Task material:
==========

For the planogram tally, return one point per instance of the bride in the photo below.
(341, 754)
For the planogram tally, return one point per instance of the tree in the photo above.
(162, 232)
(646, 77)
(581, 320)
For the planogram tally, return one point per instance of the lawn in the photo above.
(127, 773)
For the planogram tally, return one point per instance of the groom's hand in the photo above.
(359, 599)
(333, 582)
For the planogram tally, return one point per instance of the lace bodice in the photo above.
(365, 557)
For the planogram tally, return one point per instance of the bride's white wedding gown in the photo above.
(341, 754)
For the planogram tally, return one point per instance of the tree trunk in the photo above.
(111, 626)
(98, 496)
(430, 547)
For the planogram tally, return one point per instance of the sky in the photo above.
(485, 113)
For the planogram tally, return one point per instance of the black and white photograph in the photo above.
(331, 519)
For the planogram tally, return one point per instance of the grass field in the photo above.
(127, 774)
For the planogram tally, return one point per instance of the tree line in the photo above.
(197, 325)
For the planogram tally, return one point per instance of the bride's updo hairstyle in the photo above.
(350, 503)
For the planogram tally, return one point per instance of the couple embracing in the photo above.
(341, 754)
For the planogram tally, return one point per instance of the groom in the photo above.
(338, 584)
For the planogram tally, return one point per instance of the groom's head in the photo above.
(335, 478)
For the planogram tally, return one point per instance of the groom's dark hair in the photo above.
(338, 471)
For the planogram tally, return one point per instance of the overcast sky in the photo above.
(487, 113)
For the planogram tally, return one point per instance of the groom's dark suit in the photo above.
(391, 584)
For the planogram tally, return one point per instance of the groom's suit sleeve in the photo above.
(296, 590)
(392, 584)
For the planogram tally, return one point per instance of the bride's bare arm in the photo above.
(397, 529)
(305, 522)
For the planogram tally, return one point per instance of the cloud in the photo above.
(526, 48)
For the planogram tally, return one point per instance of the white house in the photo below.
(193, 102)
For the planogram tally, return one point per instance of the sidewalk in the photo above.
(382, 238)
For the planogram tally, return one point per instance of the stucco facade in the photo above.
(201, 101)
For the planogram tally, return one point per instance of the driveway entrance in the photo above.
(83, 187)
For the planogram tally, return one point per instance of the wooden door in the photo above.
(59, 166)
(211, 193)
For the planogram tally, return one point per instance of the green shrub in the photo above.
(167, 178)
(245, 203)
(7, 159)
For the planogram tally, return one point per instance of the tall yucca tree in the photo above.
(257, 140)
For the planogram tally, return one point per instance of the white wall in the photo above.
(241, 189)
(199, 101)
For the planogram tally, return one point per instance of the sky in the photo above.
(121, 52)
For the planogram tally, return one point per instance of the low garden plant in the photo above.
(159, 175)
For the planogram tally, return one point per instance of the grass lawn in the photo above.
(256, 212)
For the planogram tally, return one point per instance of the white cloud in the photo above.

==========

The request:
Starting with the line that contains "groom in the photo above.", copy the rows above word for word, continuing through the final line of the rows.

Written response:
For the planogram tally, return one point per instance of the groom in the photo above.
(338, 584)
For the planogram tally, return one point per instance of the groom's head in the photo above.
(335, 478)
For the planogram tally, return one point per instance of the groom's dark hair in the photo above.
(338, 471)
For the planogram tally, return one point per instance of the overcast sky in the photo above.
(487, 113)
For the planogram tally, return one point per instance of the groom's dark suit in the photo above.
(391, 584)
For the planogram tally, return one point per instance of the groom's suit sleeve in the photo above.
(296, 590)
(392, 584)
For the planogram tally, return one point per instance of the bride's bare arm in the photo above.
(397, 529)
(305, 522)
For the planogram tally, return one point per instance of the cloud in the photo above.
(526, 48)
For the planogram tally, return one point per instance of the white house in the photo below.
(193, 102)
For the planogram tally, return one point per instance of the sidewalk in the photo above.
(382, 238)
For the planogram tally, return one point per instance of the stucco facade in the photo above.
(201, 101)
For the planogram tally, return one point per instance of the driveway entrance in the photo above.
(83, 187)
For the planogram tally, return one point per instance of the wooden door in the photo above.
(59, 166)
(211, 193)
For the planogram tally, return one point per instance of the green shrub in the photo above.
(167, 178)
(245, 203)
(7, 159)
For the planogram tally, return one point per instance of the tall yucca tree in the photo above.
(257, 140)
For the planogram tally, return one point per instance of the white wall in the photo above.
(241, 189)
(199, 101)
For the planogram tally, return one point per instance of the sky in the photo above.
(121, 52)
For the planogram tally, return one point per instance of the low garden plant in the photo above.
(159, 175)
For the planogram tally, return one point per instance of the grass lawn in the photo above.
(256, 212)
For the planogram tally, return one point per instance of the white cloud in the photo above.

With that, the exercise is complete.